Aim of the task:
Print the entire listing below verbatim, line for line, leaving out the pictures.

Provided information:
==================================================

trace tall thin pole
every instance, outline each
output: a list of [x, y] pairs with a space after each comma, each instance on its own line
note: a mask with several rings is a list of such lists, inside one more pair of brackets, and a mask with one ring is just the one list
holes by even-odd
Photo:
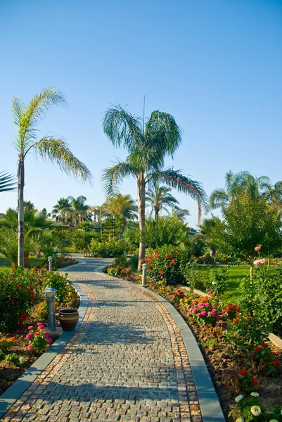
[[146, 94], [144, 95], [144, 99], [143, 101], [143, 133], [145, 133], [145, 97], [146, 95], [149, 94], [152, 94], [151, 92], [147, 92], [147, 94]]

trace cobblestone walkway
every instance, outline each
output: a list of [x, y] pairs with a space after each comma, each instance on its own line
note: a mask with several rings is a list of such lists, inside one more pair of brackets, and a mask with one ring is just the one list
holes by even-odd
[[148, 293], [96, 271], [68, 269], [89, 306], [72, 340], [4, 415], [5, 422], [202, 421], [177, 326]]

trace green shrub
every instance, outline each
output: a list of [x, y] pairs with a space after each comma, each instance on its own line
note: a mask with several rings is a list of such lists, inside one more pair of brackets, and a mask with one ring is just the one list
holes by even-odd
[[186, 250], [165, 245], [155, 249], [143, 262], [148, 264], [148, 277], [153, 283], [164, 280], [165, 284], [177, 284], [184, 281], [181, 269], [189, 260]]
[[38, 298], [37, 279], [32, 271], [0, 272], [0, 331], [15, 330], [30, 315]]
[[116, 240], [109, 238], [105, 242], [98, 242], [92, 239], [90, 250], [94, 257], [102, 258], [116, 257], [124, 254], [127, 250], [127, 243], [124, 240]]

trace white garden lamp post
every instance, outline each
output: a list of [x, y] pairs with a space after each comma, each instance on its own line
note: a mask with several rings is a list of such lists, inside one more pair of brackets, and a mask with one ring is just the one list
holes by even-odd
[[48, 326], [49, 331], [56, 331], [55, 324], [55, 293], [56, 288], [49, 287], [43, 292], [46, 295], [46, 301], [48, 304]]
[[49, 271], [52, 271], [52, 260], [53, 257], [48, 257], [48, 269]]
[[147, 271], [148, 264], [142, 264], [142, 286], [146, 286], [146, 273]]

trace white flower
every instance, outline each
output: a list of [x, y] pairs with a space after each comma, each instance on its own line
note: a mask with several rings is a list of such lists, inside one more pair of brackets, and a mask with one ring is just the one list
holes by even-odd
[[250, 408], [250, 411], [254, 416], [259, 416], [262, 413], [262, 409], [259, 406], [252, 406]]

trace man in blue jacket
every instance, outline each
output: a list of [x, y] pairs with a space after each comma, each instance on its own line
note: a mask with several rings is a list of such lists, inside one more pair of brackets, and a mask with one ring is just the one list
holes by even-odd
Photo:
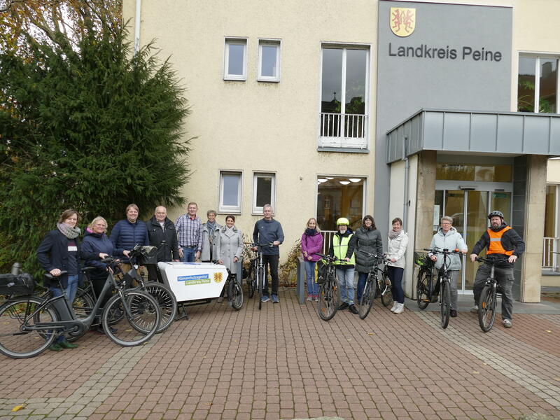
[[[284, 240], [284, 232], [282, 225], [272, 218], [272, 206], [265, 204], [262, 206], [262, 214], [265, 218], [255, 223], [253, 230], [253, 241], [255, 244], [270, 244], [273, 246], [262, 247], [262, 262], [265, 264], [265, 288], [262, 290], [262, 302], [270, 300], [268, 295], [267, 267], [270, 266], [270, 276], [272, 278], [272, 303], [279, 303], [278, 299], [278, 261], [280, 259], [280, 249], [278, 246]], [[253, 248], [253, 251], [256, 251]]]

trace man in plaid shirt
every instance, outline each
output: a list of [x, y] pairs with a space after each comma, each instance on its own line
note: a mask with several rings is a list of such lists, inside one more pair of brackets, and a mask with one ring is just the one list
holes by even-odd
[[198, 206], [190, 202], [186, 214], [180, 216], [175, 223], [179, 241], [179, 257], [183, 262], [193, 262], [200, 258], [202, 248], [202, 222], [197, 216]]

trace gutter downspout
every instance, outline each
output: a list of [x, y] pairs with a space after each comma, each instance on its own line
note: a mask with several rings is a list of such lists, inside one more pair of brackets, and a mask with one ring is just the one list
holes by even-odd
[[407, 225], [407, 219], [408, 218], [408, 169], [409, 162], [408, 156], [407, 156], [407, 139], [406, 136], [402, 136], [402, 160], [405, 162], [405, 197], [402, 203], [402, 227]]
[[142, 0], [136, 0], [136, 13], [134, 14], [134, 55], [140, 50], [140, 12]]

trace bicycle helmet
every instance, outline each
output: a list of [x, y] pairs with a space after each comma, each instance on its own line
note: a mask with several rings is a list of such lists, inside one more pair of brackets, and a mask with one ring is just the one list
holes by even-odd
[[494, 216], [498, 216], [503, 219], [503, 213], [499, 211], [498, 210], [494, 210], [493, 211], [491, 211], [490, 214], [488, 215], [488, 218], [492, 218]]
[[350, 220], [345, 217], [341, 217], [337, 220], [337, 226], [340, 226], [340, 225], [346, 225], [348, 226], [350, 225]]

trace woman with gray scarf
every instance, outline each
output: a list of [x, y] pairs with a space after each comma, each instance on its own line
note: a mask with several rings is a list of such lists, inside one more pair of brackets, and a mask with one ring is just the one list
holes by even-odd
[[[47, 233], [37, 249], [37, 259], [43, 269], [52, 276], [46, 281], [53, 297], [61, 296], [64, 289], [69, 302], [74, 302], [78, 290], [80, 273], [80, 228], [76, 226], [80, 215], [76, 210], [64, 210], [58, 219], [57, 228]], [[62, 274], [62, 272], [66, 272]], [[50, 346], [53, 351], [73, 349], [76, 344], [68, 342], [61, 334]]]
[[221, 225], [216, 221], [216, 211], [206, 212], [208, 221], [202, 225], [202, 249], [200, 251], [200, 260], [202, 262], [217, 261], [220, 255], [216, 252], [216, 241], [220, 238]]

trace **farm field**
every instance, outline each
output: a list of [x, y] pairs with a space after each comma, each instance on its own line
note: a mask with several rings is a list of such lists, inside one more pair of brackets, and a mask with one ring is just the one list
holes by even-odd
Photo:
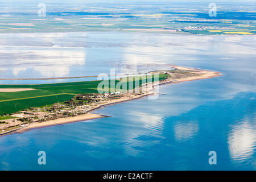
[[[159, 80], [164, 79], [167, 76], [167, 75], [160, 74]], [[129, 85], [133, 85], [130, 89], [133, 89], [136, 86], [141, 85], [142, 83], [155, 81], [154, 75], [151, 80], [146, 76], [126, 78], [127, 79], [115, 80], [114, 84], [111, 86], [110, 80], [109, 80], [109, 87], [104, 88], [104, 90], [110, 92], [111, 87], [115, 87], [120, 82], [126, 82], [127, 86], [125, 89], [129, 89]], [[139, 85], [135, 85], [134, 83], [137, 80], [139, 80]], [[40, 107], [68, 101], [78, 94], [98, 93], [98, 85], [101, 81], [100, 80], [39, 85], [0, 85], [0, 88], [35, 89], [16, 92], [0, 92], [0, 114], [11, 114], [31, 107]], [[125, 85], [125, 84], [124, 85]], [[121, 89], [125, 88], [121, 86]], [[113, 92], [113, 89], [111, 91]], [[117, 91], [121, 90], [114, 89], [114, 92]]]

==================================================

Solution to this exercise:
trace tall thin pole
every instance, outline each
output: a list of [x, y] pairs with a space after each comma, each instance on its own line
note: a mask with several rings is a list of such lists, inside one more pair of brackets, and a mask with one ring is just the one list
holes by even-odd
Photo:
[[146, 94], [144, 95], [144, 99], [143, 101], [143, 133], [145, 133], [145, 97], [146, 95], [149, 94], [152, 94], [151, 92], [147, 92], [147, 94]]

trace cobblestone walkway
every instance, outline each
output: a list of [x, y] pairs with a space after each comma, each instance on its own line
note: a mask with several rings is a list of such lists, inside one more pair of brackets, and a mask with one ring is just the one list
holes by even-odd
[[148, 293], [96, 271], [68, 269], [89, 306], [72, 340], [4, 415], [5, 422], [202, 421], [177, 326]]

trace green shrub
every instance, outline each
output: a list of [x, y] pairs with a space after each comma, each instance on its own line
note: a mask with several rings is a list of such lists, inside one more pair of brackets, and a mask with one ring is just the one list
holes by even-odd
[[186, 250], [165, 245], [155, 249], [143, 262], [148, 264], [148, 277], [153, 283], [164, 280], [165, 284], [177, 284], [184, 281], [181, 269], [189, 260]]
[[38, 298], [37, 279], [32, 271], [0, 272], [0, 331], [15, 330], [30, 315]]
[[116, 240], [109, 238], [105, 242], [98, 242], [92, 239], [90, 250], [94, 257], [102, 258], [116, 257], [124, 254], [127, 250], [127, 243], [124, 240]]

trace white garden lamp post
every instance, outline each
output: a list of [x, y] pairs with a space after each comma, each instance on its own line
note: a mask with several rings is a list of such lists, inside one more pair of brackets, and a mask with one ring is just the one list
holes by even-odd
[[48, 326], [49, 331], [56, 331], [55, 324], [55, 293], [56, 288], [49, 287], [43, 292], [46, 295], [46, 301], [48, 304]]
[[49, 271], [52, 271], [52, 260], [53, 257], [48, 257], [48, 269]]
[[147, 271], [148, 264], [142, 264], [142, 286], [146, 286], [146, 273]]

trace white flower
every instance, outline each
output: a list of [x, y] pairs with a space after each comma, each instance on its own line
note: a mask with several rings is a list of such lists, inside one more pair of brackets, and a mask with one ring is just the one list
holes by even-odd
[[250, 408], [250, 411], [254, 416], [259, 416], [262, 413], [262, 409], [259, 406], [252, 406]]

trace man in blue jacket
every instance, outline each
output: a list of [x, y] pairs with a space after each comma, each instance on its own line
note: a mask with several rings is a list of such lists, inside one more pair of brackets, and a mask with one ring is just the one list
holes by even-odd
Photo:
[[[284, 240], [284, 232], [282, 225], [272, 218], [272, 206], [265, 204], [262, 206], [262, 214], [265, 218], [255, 223], [253, 230], [253, 241], [255, 244], [270, 244], [273, 246], [262, 247], [262, 262], [265, 264], [265, 288], [262, 290], [262, 302], [270, 300], [268, 295], [267, 267], [270, 266], [270, 276], [272, 278], [272, 303], [279, 303], [278, 299], [278, 261], [280, 259], [280, 249], [278, 246]], [[253, 248], [253, 251], [256, 251]]]

trace man in plaid shirt
every instance, outline each
output: a list of [x, y] pairs with a space after each comma, each instance on its own line
note: a mask with several rings is a list of such lists, inside one more pair of brackets, and a mask with one ring is just the one list
holes by even-odd
[[198, 206], [190, 202], [186, 214], [180, 216], [175, 223], [179, 241], [179, 257], [183, 262], [193, 262], [200, 258], [202, 248], [202, 222], [197, 216]]

trace gutter downspout
every instance, outline each
output: a list of [x, y] pairs with a space after each comma, each instance on its own line
note: a mask with several rings is a list of such lists, inside one more pair of brackets, and a mask with one ring is just the one list
holes by even-odd
[[407, 225], [407, 219], [408, 218], [408, 169], [409, 162], [408, 156], [407, 156], [407, 139], [406, 136], [402, 136], [402, 160], [405, 162], [405, 197], [402, 203], [402, 227]]
[[142, 0], [136, 0], [136, 13], [134, 14], [134, 55], [140, 50], [140, 12]]

trace bicycle helmet
every instance, outline each
output: a list of [x, y] pairs with a space after each comma, each instance on its own line
note: a mask with several rings is a list of such lists, inside one more pair of brackets, and a mask with one ring is just the one list
holes by even-odd
[[494, 216], [498, 216], [503, 219], [503, 213], [499, 211], [498, 210], [494, 210], [493, 211], [491, 211], [490, 214], [488, 215], [488, 218], [492, 218]]
[[350, 220], [345, 217], [341, 217], [337, 220], [337, 226], [340, 226], [340, 225], [346, 225], [348, 226], [350, 225]]

trace woman with gray scarf
every instance, outline each
output: a list of [x, y] pairs with a space after each comma, each instance on its own line
note: a mask with several rings is a list of such lists, inside one more pair of brackets, and a mask with one ring is just the one list
holes by even-odd
[[[47, 233], [37, 249], [37, 259], [43, 269], [52, 276], [46, 281], [53, 297], [61, 296], [64, 289], [69, 302], [74, 302], [78, 290], [80, 273], [80, 228], [76, 226], [80, 215], [76, 210], [64, 210], [58, 219], [57, 228]], [[62, 274], [62, 272], [66, 272]], [[50, 346], [53, 351], [73, 349], [76, 344], [68, 342], [61, 334]]]
[[221, 225], [216, 221], [216, 211], [206, 212], [208, 221], [202, 225], [202, 249], [200, 251], [200, 260], [202, 262], [217, 261], [220, 255], [216, 252], [216, 241], [220, 238]]

trace **farm field**
every instance, outline each
output: a list of [x, y] pairs with a space after each comma, each instance on its own line
note: a mask with several rings is a list of such lists, inside one more pair of brackets, and a mask with one ring is just the one list
holes by even-odd
Photo:
[[[159, 80], [164, 79], [167, 76], [167, 75], [160, 74]], [[129, 85], [133, 85], [130, 89], [133, 89], [136, 86], [141, 85], [142, 83], [155, 81], [154, 75], [151, 80], [146, 76], [126, 78], [127, 79], [115, 80], [114, 84], [111, 86], [110, 80], [109, 80], [109, 87], [104, 88], [104, 90], [110, 92], [111, 87], [115, 87], [120, 82], [126, 82], [127, 86], [125, 89], [129, 89]], [[139, 85], [135, 85], [134, 83], [137, 80], [139, 80]], [[40, 107], [68, 101], [78, 94], [98, 93], [98, 85], [101, 81], [100, 80], [39, 85], [0, 85], [0, 88], [35, 89], [16, 92], [0, 92], [0, 114], [11, 114], [31, 107]], [[125, 85], [125, 84], [124, 85]], [[121, 89], [125, 88], [121, 86]], [[113, 92], [113, 89], [111, 91]], [[117, 91], [121, 90], [114, 89], [114, 92]]]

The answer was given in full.